[Excerpts of labeled region records]
═══
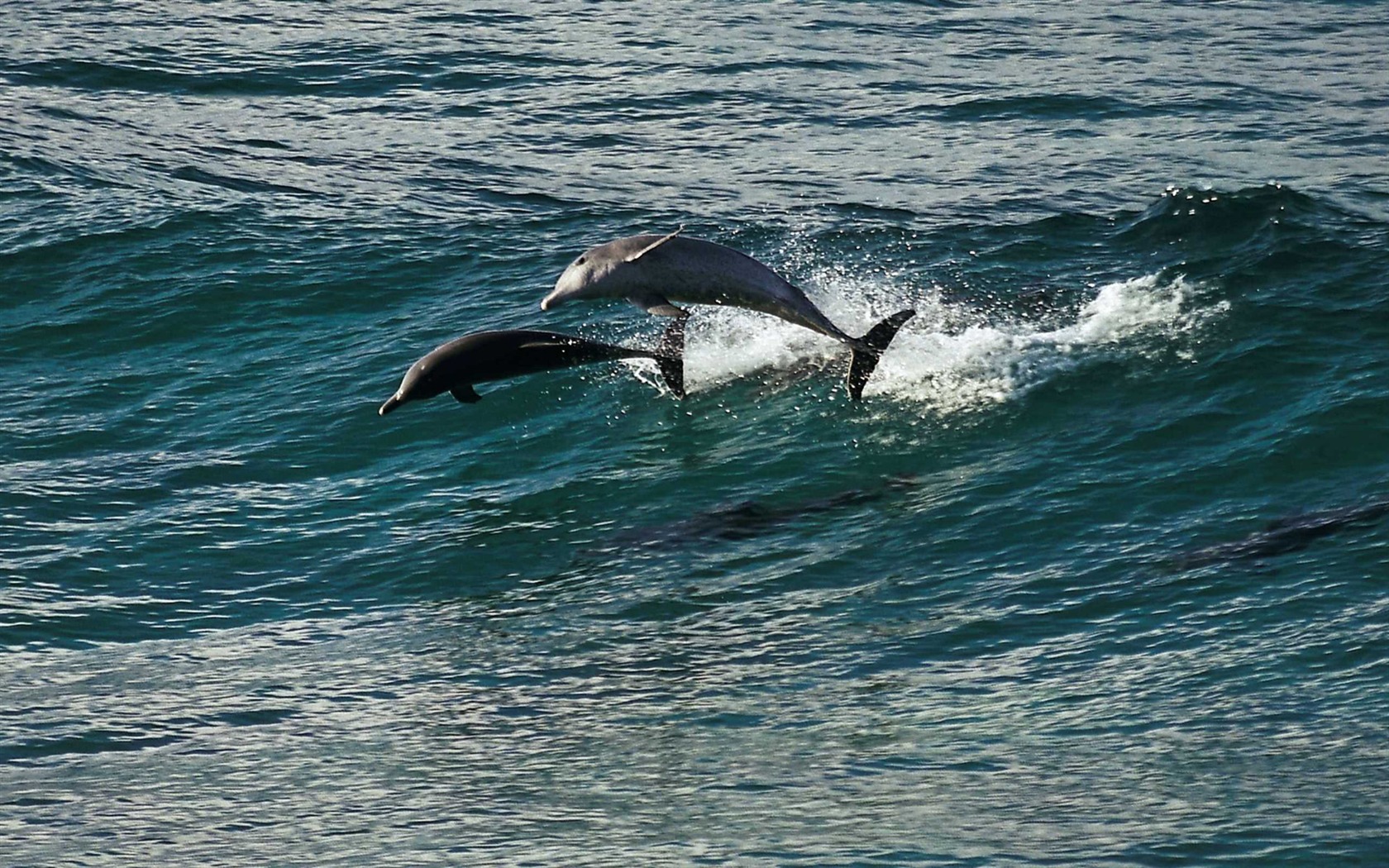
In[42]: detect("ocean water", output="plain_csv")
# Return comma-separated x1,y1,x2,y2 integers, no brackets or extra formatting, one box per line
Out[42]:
0,0,1389,866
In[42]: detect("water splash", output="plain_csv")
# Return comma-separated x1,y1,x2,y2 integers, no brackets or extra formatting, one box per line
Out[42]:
655,274,1229,414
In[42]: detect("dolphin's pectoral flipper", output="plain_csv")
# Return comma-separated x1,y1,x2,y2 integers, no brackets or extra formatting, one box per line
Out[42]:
848,310,917,402
449,384,482,404
656,317,685,397
628,292,689,317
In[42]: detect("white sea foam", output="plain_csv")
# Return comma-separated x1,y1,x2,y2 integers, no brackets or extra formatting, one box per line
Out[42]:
661,275,1226,413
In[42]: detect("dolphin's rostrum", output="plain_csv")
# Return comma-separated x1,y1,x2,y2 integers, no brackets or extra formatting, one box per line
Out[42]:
541,231,915,400
376,319,685,415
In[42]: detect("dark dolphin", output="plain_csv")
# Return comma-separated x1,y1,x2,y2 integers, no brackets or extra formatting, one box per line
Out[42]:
599,475,919,551
376,319,685,415
1177,500,1389,570
541,231,917,402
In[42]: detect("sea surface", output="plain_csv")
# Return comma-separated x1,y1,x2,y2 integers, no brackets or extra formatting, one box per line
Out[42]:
0,0,1389,868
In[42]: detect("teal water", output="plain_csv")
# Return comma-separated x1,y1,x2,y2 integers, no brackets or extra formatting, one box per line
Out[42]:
0,0,1389,866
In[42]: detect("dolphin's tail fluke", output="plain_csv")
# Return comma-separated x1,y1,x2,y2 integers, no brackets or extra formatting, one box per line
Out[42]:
656,317,685,397
848,310,917,402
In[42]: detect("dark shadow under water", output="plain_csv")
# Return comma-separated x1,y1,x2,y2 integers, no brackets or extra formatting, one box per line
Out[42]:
1174,498,1389,570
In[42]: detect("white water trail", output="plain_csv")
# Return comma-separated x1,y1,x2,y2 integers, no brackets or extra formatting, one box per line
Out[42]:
661,275,1228,414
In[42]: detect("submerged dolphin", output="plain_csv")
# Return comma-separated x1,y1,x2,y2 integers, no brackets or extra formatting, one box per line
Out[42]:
541,231,917,400
1177,500,1389,570
376,319,685,415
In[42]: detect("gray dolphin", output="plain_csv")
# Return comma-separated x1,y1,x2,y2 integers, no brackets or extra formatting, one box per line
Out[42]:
541,229,917,400
376,319,685,415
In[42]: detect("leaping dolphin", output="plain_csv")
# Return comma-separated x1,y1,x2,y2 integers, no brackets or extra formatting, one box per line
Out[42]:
376,319,685,415
541,229,917,402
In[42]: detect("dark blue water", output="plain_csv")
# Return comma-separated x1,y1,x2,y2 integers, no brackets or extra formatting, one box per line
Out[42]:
0,0,1389,866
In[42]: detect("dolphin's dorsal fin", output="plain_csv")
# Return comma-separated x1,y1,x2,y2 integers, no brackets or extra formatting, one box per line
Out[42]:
449,384,482,404
627,227,685,263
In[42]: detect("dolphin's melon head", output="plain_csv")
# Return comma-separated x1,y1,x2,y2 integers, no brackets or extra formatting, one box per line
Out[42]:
541,236,647,311
376,355,449,415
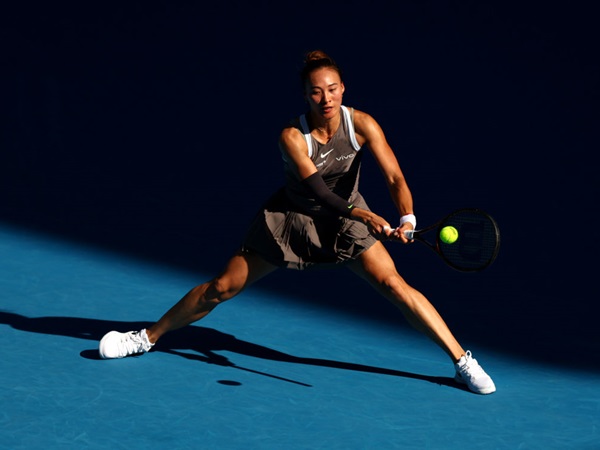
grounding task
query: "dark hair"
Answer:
[300,50,343,89]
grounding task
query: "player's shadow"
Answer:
[0,311,467,390]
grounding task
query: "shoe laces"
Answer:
[121,331,147,354]
[460,350,486,378]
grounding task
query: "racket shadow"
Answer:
[0,311,467,391]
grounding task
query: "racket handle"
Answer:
[383,227,415,239]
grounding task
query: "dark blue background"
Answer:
[0,0,600,367]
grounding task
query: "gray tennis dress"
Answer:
[242,106,376,270]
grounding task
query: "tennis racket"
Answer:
[386,208,500,272]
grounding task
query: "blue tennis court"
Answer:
[0,0,600,450]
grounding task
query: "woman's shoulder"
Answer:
[353,109,377,133]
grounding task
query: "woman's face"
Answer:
[304,67,344,119]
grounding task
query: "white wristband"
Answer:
[400,214,417,230]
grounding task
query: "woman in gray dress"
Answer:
[99,50,496,394]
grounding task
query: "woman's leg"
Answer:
[146,252,277,343]
[349,242,465,363]
[98,252,277,359]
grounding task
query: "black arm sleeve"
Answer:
[302,172,354,217]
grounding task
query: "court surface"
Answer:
[0,226,600,449]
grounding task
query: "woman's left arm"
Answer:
[354,110,414,241]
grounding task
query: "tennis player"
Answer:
[99,50,496,394]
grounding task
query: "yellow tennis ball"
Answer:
[440,226,458,244]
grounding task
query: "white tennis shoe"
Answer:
[454,350,496,394]
[98,329,154,359]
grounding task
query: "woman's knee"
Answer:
[203,275,244,306]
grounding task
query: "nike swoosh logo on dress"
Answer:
[321,148,335,158]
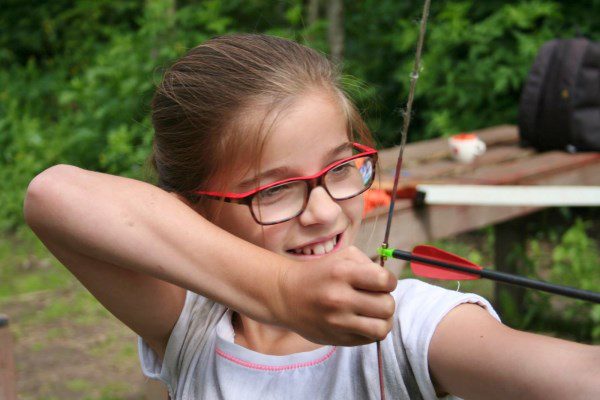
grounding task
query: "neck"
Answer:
[231,313,321,356]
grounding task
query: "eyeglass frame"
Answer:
[193,142,377,226]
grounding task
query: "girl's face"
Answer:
[215,92,363,260]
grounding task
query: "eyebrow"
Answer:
[239,142,353,189]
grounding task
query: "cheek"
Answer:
[342,195,364,244]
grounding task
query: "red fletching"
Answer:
[410,245,483,281]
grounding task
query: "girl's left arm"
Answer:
[428,304,600,399]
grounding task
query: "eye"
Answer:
[256,184,292,204]
[329,161,356,176]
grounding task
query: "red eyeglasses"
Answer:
[194,143,377,225]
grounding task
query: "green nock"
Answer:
[377,247,394,258]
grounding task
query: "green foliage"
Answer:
[503,214,600,343]
[551,218,600,342]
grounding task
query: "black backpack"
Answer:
[519,39,600,152]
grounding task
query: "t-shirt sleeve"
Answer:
[393,279,500,399]
[138,291,226,397]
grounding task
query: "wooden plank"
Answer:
[0,315,17,400]
[379,125,519,170]
[460,151,600,185]
[373,146,534,193]
[356,200,540,274]
[356,162,600,273]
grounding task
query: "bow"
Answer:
[377,0,430,400]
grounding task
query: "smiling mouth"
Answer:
[287,233,342,256]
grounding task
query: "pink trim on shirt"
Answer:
[215,346,337,371]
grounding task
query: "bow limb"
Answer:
[377,0,430,400]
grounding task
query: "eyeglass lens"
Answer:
[252,156,374,224]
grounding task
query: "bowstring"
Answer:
[377,0,431,400]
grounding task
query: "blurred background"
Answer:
[0,0,600,399]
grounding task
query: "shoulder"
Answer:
[392,279,498,319]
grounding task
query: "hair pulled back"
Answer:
[150,34,370,202]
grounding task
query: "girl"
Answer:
[25,35,600,399]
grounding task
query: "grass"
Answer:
[0,230,143,400]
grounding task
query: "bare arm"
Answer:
[429,305,600,399]
[25,165,395,351]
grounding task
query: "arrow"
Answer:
[377,245,600,304]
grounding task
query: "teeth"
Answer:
[290,236,337,256]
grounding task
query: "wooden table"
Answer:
[356,125,600,298]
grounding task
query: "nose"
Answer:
[299,186,342,225]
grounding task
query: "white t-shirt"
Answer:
[139,279,498,400]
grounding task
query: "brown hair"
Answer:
[150,34,372,216]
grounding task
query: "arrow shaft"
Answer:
[392,250,600,304]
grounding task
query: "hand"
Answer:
[275,247,398,346]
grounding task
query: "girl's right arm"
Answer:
[24,165,396,355]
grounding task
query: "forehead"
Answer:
═══
# YOUR GOAL
Pick out every line of the records above that contains the string "green", treating uppercase and lowercase letters as different.

# COMPLETE RESPONSE
query: "green nock"
query: "green foliage"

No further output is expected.